DATASET EXTRACT >>
------------------------------------------------------------------------

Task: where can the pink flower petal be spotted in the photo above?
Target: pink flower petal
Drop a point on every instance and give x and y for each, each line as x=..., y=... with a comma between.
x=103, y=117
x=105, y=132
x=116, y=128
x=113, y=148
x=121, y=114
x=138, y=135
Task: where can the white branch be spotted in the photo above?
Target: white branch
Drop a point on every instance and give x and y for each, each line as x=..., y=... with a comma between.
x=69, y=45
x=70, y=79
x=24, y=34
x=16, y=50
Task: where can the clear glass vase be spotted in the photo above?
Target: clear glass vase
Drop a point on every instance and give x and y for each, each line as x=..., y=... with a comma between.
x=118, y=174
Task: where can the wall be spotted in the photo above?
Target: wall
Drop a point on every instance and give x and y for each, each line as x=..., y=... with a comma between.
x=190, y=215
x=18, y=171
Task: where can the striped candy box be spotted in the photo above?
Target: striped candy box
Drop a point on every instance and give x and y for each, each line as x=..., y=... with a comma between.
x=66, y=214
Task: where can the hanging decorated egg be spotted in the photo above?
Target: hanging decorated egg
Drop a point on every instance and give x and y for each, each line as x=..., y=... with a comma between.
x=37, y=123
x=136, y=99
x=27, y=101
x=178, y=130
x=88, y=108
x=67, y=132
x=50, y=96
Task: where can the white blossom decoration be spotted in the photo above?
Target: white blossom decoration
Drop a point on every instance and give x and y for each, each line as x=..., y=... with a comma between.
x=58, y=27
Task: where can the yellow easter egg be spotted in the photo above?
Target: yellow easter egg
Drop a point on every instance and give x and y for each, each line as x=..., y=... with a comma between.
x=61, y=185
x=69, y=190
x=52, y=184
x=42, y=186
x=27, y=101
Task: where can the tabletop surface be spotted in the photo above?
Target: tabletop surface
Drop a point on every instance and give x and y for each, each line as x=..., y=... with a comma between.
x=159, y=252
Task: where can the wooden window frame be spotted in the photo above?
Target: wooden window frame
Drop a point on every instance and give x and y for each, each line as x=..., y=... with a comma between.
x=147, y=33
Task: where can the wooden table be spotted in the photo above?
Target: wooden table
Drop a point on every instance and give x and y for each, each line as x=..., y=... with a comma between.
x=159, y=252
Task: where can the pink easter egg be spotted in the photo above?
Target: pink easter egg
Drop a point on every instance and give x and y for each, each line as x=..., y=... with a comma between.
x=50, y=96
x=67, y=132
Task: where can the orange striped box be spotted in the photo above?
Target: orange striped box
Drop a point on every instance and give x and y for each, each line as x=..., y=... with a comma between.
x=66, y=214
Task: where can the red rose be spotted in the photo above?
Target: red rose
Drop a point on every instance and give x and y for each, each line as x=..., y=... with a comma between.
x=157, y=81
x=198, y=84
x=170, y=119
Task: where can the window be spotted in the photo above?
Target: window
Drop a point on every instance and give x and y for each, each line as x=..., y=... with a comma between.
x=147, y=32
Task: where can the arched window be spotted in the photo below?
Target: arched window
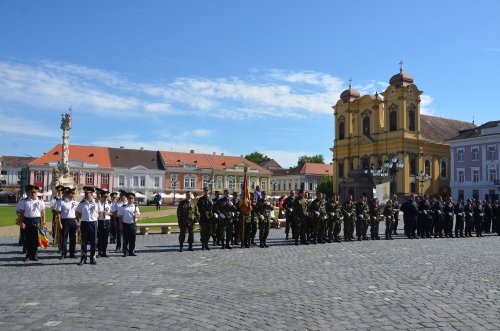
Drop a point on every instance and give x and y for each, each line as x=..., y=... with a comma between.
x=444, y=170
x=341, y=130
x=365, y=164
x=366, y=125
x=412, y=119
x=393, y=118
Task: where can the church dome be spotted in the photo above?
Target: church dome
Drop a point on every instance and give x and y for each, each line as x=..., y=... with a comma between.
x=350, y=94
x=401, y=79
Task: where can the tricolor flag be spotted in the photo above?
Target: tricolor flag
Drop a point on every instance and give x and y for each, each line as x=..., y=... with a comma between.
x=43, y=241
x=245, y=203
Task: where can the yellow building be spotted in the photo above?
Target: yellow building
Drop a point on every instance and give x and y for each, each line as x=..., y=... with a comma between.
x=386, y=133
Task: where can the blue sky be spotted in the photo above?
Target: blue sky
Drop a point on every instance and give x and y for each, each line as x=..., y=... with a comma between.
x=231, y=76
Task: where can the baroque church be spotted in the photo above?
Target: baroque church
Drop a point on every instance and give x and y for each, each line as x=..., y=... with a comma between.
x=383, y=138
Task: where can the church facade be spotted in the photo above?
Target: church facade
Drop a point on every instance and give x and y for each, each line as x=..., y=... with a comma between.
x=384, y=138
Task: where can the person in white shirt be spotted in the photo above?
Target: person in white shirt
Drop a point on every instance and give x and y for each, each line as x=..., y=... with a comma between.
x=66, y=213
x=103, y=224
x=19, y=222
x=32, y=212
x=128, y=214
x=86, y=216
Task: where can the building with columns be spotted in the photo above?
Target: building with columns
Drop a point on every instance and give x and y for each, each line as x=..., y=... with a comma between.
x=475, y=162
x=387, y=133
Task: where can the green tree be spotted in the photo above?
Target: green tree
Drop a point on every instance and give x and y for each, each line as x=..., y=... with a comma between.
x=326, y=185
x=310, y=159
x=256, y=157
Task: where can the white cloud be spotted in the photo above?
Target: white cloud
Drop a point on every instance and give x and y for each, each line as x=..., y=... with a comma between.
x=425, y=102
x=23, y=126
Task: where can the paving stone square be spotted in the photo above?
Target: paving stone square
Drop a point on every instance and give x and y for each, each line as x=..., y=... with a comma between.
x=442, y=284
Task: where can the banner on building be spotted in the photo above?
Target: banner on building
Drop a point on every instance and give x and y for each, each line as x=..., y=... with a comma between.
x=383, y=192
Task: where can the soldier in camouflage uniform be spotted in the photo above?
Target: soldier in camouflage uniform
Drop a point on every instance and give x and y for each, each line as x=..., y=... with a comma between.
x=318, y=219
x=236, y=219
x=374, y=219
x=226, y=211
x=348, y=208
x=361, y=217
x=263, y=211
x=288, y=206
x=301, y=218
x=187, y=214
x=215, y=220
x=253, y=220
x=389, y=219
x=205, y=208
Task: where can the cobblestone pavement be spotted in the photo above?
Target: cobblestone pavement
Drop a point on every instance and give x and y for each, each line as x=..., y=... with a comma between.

------------------------------------------------------------------------

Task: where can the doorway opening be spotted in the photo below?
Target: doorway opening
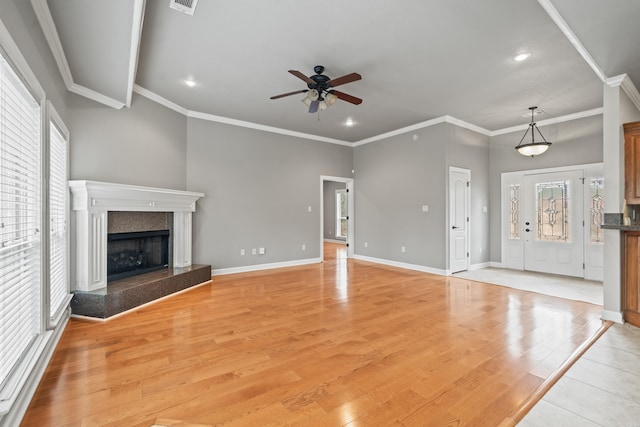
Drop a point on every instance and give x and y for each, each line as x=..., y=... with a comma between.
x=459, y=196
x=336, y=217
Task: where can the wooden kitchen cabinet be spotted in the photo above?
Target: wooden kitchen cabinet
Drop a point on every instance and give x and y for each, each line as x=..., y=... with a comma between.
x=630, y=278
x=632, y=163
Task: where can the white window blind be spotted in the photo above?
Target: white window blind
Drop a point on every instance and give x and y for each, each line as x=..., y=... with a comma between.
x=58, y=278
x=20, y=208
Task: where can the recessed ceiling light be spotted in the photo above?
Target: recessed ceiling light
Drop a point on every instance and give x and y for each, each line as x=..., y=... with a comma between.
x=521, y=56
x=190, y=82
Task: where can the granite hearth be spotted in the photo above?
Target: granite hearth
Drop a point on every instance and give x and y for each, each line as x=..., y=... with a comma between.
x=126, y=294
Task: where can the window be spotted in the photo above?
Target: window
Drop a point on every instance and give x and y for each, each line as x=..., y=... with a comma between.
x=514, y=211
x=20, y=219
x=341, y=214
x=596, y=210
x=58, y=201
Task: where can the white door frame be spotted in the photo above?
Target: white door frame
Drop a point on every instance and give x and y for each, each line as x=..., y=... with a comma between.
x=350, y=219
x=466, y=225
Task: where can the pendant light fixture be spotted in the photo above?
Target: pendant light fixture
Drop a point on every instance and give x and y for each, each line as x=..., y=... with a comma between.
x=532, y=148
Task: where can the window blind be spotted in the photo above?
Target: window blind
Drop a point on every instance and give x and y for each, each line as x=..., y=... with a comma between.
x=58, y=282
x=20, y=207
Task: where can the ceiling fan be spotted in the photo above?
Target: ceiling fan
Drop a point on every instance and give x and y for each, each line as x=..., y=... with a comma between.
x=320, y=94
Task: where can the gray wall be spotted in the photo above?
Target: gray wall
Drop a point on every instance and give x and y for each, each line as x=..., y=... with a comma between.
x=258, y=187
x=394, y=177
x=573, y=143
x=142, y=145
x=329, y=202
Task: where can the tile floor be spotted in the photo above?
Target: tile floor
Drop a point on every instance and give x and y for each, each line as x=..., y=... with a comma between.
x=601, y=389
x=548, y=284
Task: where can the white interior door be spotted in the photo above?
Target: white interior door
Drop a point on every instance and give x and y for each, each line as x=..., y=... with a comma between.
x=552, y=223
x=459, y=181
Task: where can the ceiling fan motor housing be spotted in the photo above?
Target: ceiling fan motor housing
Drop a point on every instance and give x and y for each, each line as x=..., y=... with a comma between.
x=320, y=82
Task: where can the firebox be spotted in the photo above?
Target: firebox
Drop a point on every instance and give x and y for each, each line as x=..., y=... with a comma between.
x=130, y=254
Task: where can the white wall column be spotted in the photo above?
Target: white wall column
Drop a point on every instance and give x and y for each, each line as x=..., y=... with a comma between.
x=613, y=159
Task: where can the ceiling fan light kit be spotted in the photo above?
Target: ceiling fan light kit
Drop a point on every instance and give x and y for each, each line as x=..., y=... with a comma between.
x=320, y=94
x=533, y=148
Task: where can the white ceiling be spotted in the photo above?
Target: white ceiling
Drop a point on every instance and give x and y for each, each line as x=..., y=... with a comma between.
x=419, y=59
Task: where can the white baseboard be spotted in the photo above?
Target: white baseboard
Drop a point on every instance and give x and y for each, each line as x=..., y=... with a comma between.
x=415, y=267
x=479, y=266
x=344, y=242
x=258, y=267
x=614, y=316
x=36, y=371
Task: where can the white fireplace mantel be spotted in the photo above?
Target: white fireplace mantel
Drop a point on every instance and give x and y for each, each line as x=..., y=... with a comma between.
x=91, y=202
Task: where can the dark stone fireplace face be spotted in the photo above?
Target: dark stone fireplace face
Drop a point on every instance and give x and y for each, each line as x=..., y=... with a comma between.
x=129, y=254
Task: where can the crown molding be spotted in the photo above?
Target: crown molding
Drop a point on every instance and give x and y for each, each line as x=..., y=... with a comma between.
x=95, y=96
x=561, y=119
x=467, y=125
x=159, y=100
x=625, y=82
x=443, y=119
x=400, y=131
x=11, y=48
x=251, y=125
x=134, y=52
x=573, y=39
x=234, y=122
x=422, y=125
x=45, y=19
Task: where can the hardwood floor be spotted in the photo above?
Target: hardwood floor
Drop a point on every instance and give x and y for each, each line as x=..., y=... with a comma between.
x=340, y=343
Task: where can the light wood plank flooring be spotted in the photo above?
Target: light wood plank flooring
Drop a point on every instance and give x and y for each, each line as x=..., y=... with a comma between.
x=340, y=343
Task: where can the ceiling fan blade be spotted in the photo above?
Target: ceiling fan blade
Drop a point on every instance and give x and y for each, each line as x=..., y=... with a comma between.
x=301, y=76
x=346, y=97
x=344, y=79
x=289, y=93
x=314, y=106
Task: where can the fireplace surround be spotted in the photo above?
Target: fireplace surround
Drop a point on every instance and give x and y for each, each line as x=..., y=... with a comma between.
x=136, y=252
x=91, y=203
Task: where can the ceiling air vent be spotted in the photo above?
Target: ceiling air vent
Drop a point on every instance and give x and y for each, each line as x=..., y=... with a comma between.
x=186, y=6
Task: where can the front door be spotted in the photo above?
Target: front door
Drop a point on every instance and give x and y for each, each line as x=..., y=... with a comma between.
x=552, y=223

------------------------------------------------------------------------

Your answer should be the lines above that contain the word "tree", copied out.

RESULT OF THIS EXERCISE >>
Task: where can the green tree be spotted in the photo above?
Target: green tree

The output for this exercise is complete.